→ REQUIRED WORK: Rewrite the records from the line that has "the bus tire" through the end of the records, putting "back wheel" in place of "rear wheel" and leaving everything else unchanged.

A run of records
>> begin
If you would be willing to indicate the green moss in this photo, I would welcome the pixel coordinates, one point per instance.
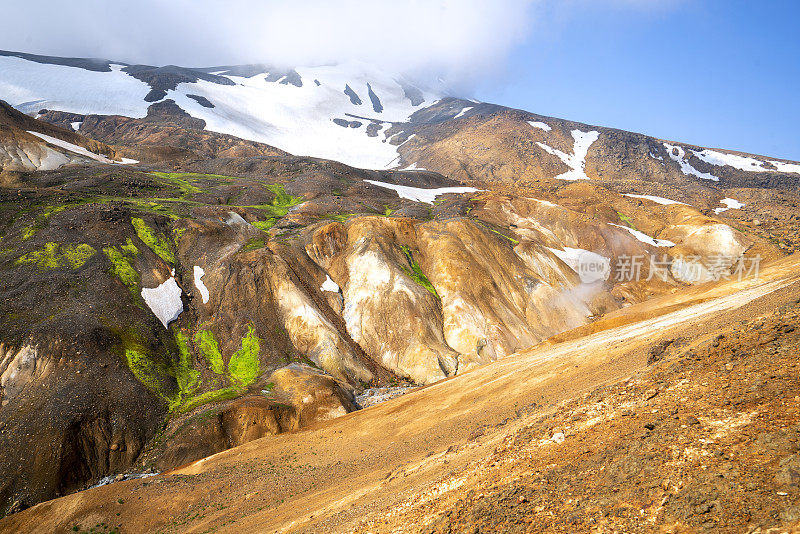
(279, 206)
(416, 274)
(254, 244)
(54, 256)
(157, 244)
(209, 348)
(77, 256)
(121, 268)
(339, 217)
(181, 181)
(265, 225)
(129, 248)
(45, 258)
(145, 369)
(243, 366)
(185, 374)
(627, 220)
(177, 234)
(29, 232)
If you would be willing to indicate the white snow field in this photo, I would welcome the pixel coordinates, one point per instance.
(329, 285)
(300, 119)
(461, 113)
(72, 148)
(729, 203)
(31, 86)
(541, 125)
(79, 149)
(743, 163)
(164, 301)
(644, 238)
(678, 154)
(199, 272)
(657, 200)
(418, 194)
(577, 160)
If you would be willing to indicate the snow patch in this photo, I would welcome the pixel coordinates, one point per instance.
(461, 113)
(729, 203)
(299, 119)
(31, 86)
(413, 167)
(657, 200)
(418, 194)
(782, 166)
(722, 159)
(541, 125)
(678, 154)
(164, 301)
(198, 283)
(72, 148)
(644, 238)
(577, 160)
(329, 285)
(743, 163)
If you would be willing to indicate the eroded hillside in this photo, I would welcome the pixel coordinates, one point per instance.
(170, 291)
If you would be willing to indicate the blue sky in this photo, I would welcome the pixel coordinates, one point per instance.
(718, 73)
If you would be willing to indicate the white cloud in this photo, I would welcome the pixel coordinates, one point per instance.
(456, 39)
(449, 36)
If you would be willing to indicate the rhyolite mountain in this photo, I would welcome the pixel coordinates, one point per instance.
(191, 259)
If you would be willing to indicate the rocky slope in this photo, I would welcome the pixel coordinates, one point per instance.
(587, 417)
(29, 145)
(219, 290)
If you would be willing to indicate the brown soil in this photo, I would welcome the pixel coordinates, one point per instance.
(480, 452)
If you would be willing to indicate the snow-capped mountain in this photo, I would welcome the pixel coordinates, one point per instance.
(339, 112)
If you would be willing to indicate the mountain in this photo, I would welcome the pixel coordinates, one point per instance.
(197, 258)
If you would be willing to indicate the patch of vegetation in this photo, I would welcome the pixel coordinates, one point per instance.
(243, 366)
(129, 248)
(54, 256)
(210, 396)
(144, 369)
(265, 225)
(177, 233)
(121, 267)
(416, 274)
(45, 213)
(177, 381)
(339, 217)
(279, 206)
(254, 243)
(627, 220)
(209, 348)
(185, 374)
(181, 181)
(157, 244)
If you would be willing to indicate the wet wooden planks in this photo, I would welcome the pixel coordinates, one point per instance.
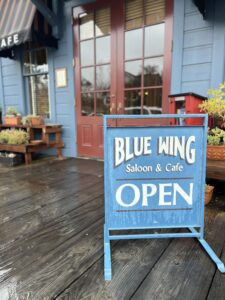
(52, 243)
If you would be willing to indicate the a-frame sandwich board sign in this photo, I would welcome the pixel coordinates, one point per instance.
(154, 178)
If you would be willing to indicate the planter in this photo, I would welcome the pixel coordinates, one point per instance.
(11, 161)
(216, 152)
(12, 120)
(208, 194)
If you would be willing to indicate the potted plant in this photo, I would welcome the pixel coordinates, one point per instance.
(208, 193)
(214, 106)
(32, 120)
(216, 144)
(14, 137)
(12, 117)
(10, 159)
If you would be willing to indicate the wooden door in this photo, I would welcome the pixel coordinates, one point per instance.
(122, 64)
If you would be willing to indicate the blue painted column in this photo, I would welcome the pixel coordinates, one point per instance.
(178, 37)
(218, 55)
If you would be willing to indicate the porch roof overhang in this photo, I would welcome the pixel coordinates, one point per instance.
(16, 19)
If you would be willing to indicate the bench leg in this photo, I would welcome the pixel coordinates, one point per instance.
(28, 158)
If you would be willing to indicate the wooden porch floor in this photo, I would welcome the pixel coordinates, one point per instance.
(51, 242)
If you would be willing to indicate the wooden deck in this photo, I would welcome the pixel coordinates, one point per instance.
(51, 242)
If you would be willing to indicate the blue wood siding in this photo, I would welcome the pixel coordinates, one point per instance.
(196, 48)
(199, 47)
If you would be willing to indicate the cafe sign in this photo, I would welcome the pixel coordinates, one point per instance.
(154, 178)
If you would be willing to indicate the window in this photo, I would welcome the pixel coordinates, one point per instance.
(144, 56)
(37, 81)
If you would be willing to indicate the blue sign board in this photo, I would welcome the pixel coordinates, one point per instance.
(154, 178)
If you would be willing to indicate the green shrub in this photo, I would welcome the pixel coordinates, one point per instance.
(215, 105)
(14, 137)
(216, 136)
(213, 140)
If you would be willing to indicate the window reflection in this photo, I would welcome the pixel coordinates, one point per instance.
(153, 68)
(132, 103)
(133, 44)
(103, 77)
(154, 40)
(152, 101)
(103, 50)
(38, 94)
(133, 72)
(87, 79)
(102, 22)
(87, 53)
(86, 26)
(102, 104)
(87, 104)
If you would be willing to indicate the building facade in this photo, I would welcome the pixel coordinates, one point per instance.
(101, 57)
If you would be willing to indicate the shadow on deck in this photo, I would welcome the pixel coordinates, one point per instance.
(51, 242)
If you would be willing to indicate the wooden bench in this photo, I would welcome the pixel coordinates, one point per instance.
(36, 145)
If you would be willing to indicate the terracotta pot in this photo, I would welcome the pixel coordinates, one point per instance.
(37, 121)
(12, 120)
(216, 152)
(208, 194)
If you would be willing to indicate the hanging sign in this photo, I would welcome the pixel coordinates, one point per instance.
(154, 178)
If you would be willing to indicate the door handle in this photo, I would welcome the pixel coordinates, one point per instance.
(119, 107)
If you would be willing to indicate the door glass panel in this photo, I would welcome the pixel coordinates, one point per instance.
(152, 101)
(133, 71)
(133, 44)
(153, 71)
(132, 103)
(103, 51)
(87, 104)
(154, 40)
(102, 22)
(87, 53)
(103, 103)
(86, 26)
(134, 14)
(103, 77)
(154, 11)
(87, 79)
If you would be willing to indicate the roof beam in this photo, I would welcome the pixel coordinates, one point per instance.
(46, 12)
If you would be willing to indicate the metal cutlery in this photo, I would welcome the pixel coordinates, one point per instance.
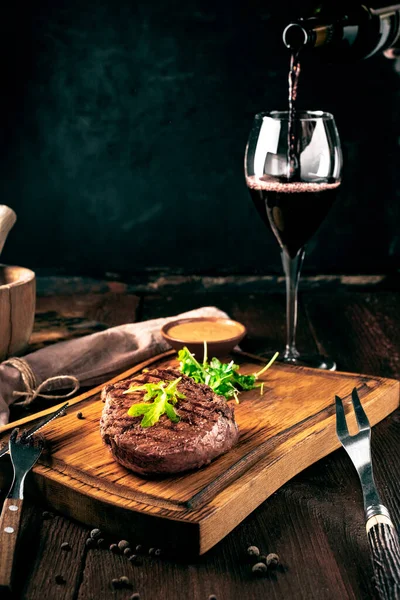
(30, 432)
(382, 535)
(24, 454)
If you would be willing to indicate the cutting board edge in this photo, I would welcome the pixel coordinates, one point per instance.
(159, 357)
(209, 525)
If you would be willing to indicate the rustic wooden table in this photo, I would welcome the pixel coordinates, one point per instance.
(315, 522)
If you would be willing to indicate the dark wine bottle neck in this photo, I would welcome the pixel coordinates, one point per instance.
(362, 33)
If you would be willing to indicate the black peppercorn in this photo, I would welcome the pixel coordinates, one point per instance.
(95, 533)
(259, 569)
(122, 544)
(133, 558)
(253, 551)
(272, 560)
(65, 546)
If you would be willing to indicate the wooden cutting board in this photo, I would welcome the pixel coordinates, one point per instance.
(283, 431)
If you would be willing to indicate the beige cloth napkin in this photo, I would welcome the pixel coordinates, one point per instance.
(95, 358)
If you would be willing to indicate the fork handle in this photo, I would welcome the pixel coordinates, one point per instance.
(385, 549)
(10, 520)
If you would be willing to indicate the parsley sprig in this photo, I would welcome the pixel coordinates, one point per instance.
(163, 394)
(223, 378)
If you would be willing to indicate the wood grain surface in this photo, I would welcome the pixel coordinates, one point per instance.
(315, 522)
(283, 430)
(17, 309)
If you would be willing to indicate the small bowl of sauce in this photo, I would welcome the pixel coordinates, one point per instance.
(221, 335)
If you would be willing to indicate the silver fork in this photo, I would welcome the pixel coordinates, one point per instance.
(24, 454)
(382, 536)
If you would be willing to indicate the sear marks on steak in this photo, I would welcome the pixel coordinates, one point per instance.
(206, 429)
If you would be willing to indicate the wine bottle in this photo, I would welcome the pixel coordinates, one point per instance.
(346, 30)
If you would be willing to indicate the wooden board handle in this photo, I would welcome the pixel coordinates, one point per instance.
(9, 528)
(385, 549)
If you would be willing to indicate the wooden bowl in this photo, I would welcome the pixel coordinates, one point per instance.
(227, 340)
(17, 309)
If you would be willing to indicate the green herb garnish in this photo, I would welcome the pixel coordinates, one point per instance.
(164, 396)
(223, 378)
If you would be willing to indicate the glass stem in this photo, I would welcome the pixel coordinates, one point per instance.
(292, 268)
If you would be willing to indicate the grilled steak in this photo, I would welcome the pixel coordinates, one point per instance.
(206, 428)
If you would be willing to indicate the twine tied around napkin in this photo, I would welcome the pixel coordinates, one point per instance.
(33, 390)
(89, 360)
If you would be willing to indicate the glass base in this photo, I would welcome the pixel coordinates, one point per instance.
(314, 361)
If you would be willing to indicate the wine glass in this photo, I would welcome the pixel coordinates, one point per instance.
(293, 171)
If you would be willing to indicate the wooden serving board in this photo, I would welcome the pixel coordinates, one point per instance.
(283, 431)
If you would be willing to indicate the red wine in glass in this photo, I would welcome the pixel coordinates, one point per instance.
(293, 167)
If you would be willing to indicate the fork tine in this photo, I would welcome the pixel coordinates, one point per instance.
(361, 417)
(341, 424)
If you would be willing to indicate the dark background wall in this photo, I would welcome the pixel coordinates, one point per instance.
(123, 128)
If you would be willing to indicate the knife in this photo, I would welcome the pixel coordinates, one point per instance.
(30, 432)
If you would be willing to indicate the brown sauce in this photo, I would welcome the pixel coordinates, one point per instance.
(210, 331)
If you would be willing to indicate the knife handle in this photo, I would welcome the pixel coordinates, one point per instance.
(10, 520)
(385, 551)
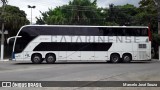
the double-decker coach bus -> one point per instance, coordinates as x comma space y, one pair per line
70, 42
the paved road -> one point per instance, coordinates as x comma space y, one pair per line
80, 71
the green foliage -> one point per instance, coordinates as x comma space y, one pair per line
14, 18
82, 12
86, 12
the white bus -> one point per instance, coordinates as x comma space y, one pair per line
71, 42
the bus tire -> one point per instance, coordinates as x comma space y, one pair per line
50, 58
36, 58
126, 58
115, 58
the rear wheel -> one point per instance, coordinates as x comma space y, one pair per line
>> end
→ TASK RESULT:
the bus tire -> one point per instance, coordinates as x comma space y, one pair per line
50, 58
36, 58
126, 58
115, 58
the back wheel -> one point per instance, coordinates as x comma space y, one pair per line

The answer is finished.